*What is needed*
Rewrite the lines below with "shipping container" replaced by "cargo container" wherever it occurs, keeping everything else the same.

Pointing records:

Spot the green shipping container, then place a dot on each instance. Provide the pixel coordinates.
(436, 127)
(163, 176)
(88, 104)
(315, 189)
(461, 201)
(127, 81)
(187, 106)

*Written reply*
Spot the green cargo container, then place a dot on each instance. Provide the pixel coordinates.
(436, 127)
(163, 176)
(88, 104)
(315, 189)
(461, 201)
(127, 81)
(187, 106)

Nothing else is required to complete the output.